1. An accelerator for charged particle beams comprising wall means forming a plurality of resonant accelerating cavities, beam-passage apertures formed in said wall means between adjacent accelerating cavities, a resonant coupling cavity external to and interconnecting two of said accelerating cavities, one of said two accelerating cavities having a coupling iris in a region of its wall remote from said beam-passage aperture, said coupling iris connecting to a transmission means for injecting electromagnetic wave energy into said one accelerating cavity, said one of said two accelerating cavities having a smaller diameter than the other accelerating cavity, a first coupling passage from said coupling cavity to said one accelerating cavity, and a second coupling passage from said coupling cavity to said other accelerating cavity.
2. An accelerator as claimed in claim 1 wherein there are plural substructures each having two of said accelerating cavities interconnected by an external resonant coupling cavity, accelerating cavities of one substructure which are coupled together by one of said coupling cavities being separated from each other by an accelerating cavity of at least one other substructure.
3. An accelerator as claimed in claim 1 wherein said coupling passages are different from each other whereby the coupling between each of said two accelerating cavities and said coupling cavity is equalized.
4. An accelerator as claimed in claim 3 wherein the coupling passage to said smaller diameter accelerating cavity is longer than the other coupling passage.
This is a continuation-in-part of U.S. patent application Ser. No. 546,379 filed Feb. 3, 1975, now U.S. Pat. No. 4,024,426 which is a continuation of Ser. No. 420,754, filed Nov. 30, 1973, now abandoned.
This invention is a further development in the standing-wave linear charged particle accelerator art. More specifically the invention is an improvement upon the side-cavity coupled accelerator configuration as described by E. A. Knapp, B. C. Knapp and J. M. Potter in an article entitled "Standing Wave High Energy Linear Accelerator Structures", 39 Review of Scientific Instruments 979 (1968); and as further described in U.S. Pat. No. 3,546,524 to P. G. Stark.

--- --- ---

Your tasks =>
(a) For each statement, say whether it agrees with the accelerator patent excerpt. Answer yes or no, and quote the deciding words. (i) The coupling passage to the smaller-diameter accelerating cavity is the longer of the two. (ii) The resonant coupling cavity sits inside one of the accelerating cavities. (iii) Application Ser. No. 420,754 is now abandoned.
(b) Please reproduce the accelerator patent excerpt between "3. An accelerator" and "cavity is equalized.", inclusive.
The listing plays no part here.

Data records =>
--- --- ---

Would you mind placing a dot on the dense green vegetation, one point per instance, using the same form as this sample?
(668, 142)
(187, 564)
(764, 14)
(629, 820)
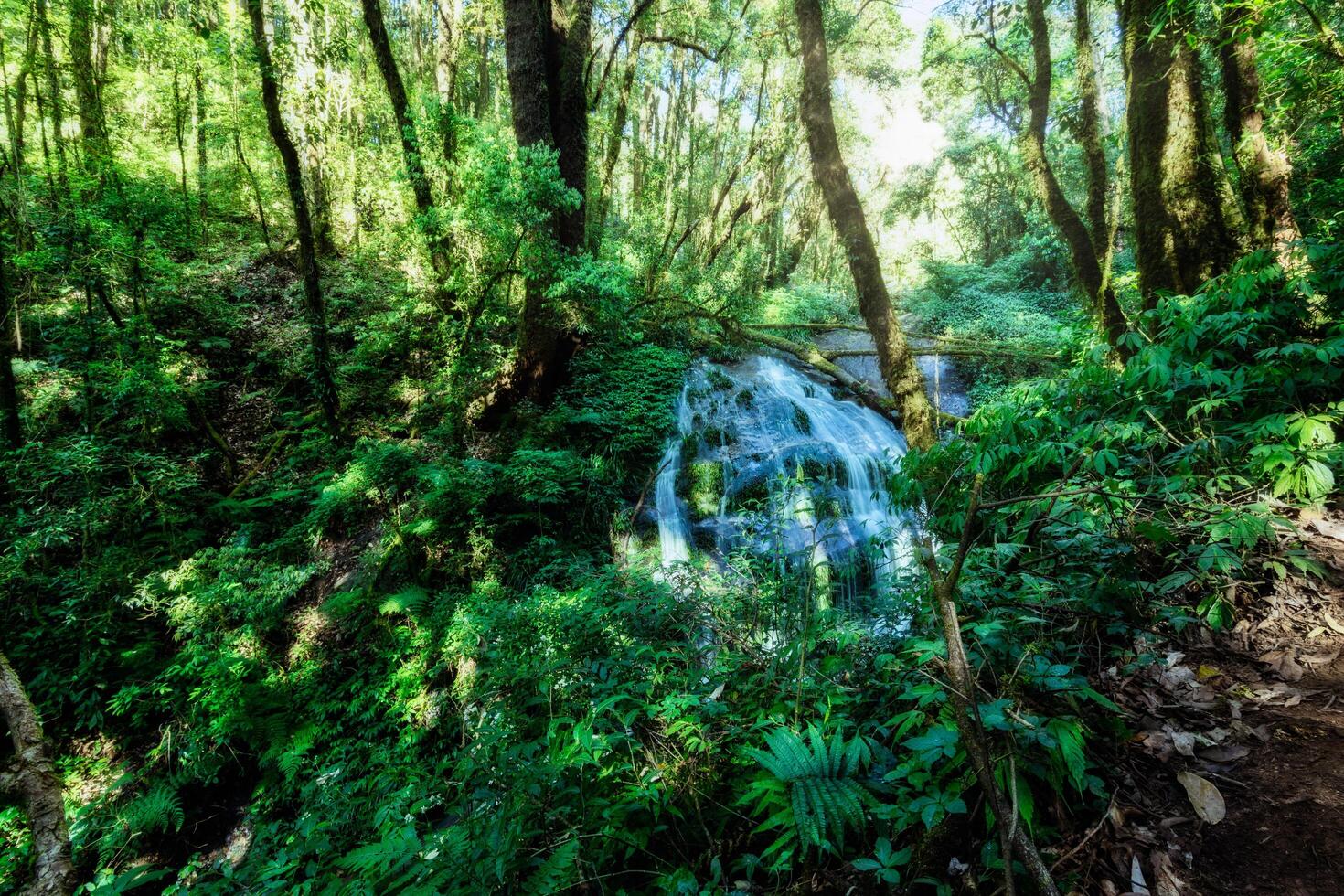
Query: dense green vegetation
(325, 472)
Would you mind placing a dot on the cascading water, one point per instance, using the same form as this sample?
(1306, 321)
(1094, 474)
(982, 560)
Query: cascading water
(768, 461)
(674, 527)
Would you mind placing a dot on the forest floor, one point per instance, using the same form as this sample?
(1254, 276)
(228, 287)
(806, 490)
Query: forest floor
(1258, 713)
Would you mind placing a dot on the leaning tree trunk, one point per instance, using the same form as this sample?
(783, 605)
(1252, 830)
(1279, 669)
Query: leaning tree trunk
(315, 308)
(33, 778)
(894, 357)
(1085, 251)
(1264, 171)
(1183, 203)
(10, 425)
(411, 144)
(86, 89)
(546, 46)
(54, 97)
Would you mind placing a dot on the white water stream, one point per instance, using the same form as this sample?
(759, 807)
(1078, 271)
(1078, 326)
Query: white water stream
(766, 460)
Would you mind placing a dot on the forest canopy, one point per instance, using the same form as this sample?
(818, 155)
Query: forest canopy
(454, 446)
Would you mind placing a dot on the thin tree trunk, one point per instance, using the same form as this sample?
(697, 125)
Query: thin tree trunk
(546, 46)
(446, 42)
(238, 137)
(179, 129)
(1183, 209)
(789, 258)
(1090, 128)
(411, 144)
(315, 308)
(1083, 251)
(898, 366)
(964, 689)
(620, 116)
(86, 89)
(202, 189)
(10, 423)
(54, 98)
(483, 69)
(33, 776)
(1264, 171)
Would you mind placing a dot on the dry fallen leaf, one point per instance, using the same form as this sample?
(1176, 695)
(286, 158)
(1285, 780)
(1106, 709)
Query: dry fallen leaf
(1203, 795)
(1166, 883)
(1284, 664)
(1136, 879)
(1320, 658)
(1224, 753)
(1328, 528)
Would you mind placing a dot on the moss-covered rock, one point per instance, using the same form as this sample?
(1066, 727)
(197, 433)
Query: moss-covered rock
(706, 488)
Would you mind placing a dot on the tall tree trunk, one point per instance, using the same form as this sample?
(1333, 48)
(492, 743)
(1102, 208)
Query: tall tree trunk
(179, 116)
(86, 88)
(894, 357)
(1264, 171)
(54, 100)
(33, 776)
(1183, 226)
(792, 254)
(483, 69)
(411, 143)
(614, 139)
(10, 425)
(311, 121)
(1086, 254)
(1090, 128)
(546, 45)
(315, 308)
(202, 191)
(446, 42)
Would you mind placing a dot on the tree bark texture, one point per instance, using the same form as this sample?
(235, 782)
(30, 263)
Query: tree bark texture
(411, 157)
(1264, 171)
(1183, 215)
(894, 357)
(546, 45)
(315, 309)
(1085, 251)
(33, 776)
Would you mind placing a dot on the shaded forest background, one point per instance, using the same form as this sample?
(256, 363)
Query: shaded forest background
(340, 341)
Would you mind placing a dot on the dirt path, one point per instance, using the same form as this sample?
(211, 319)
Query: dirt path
(1253, 723)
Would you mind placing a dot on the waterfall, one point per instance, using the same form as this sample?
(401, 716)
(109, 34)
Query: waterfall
(674, 526)
(800, 475)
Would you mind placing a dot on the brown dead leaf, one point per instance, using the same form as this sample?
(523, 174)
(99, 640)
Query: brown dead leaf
(1166, 881)
(1203, 795)
(1320, 658)
(1224, 753)
(1284, 664)
(1328, 528)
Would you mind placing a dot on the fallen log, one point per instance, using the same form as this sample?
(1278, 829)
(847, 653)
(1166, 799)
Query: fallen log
(33, 776)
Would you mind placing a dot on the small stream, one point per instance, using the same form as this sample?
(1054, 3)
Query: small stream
(773, 463)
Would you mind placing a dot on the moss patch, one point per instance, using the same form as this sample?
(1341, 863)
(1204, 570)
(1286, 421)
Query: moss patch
(706, 488)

--- --- ---

Solutions to the problems =>
(a)
(i) Yes: "the coupling passage to said smaller diameter accelerating cavity is longer than the other coupling passage"
(ii) No: "a resonant coupling cavity external to and interconnecting two of said accelerating cavities"
(iii) Yes: "Ser. No. 420,754, filed Nov. 30, 1973, now abandoned"

(b)
3. An accelerator as claimed in claim 1 wherein said coupling passages are different from each other whereby the coupling between each of said two accelerating cavities and said coupling cavity is equalized.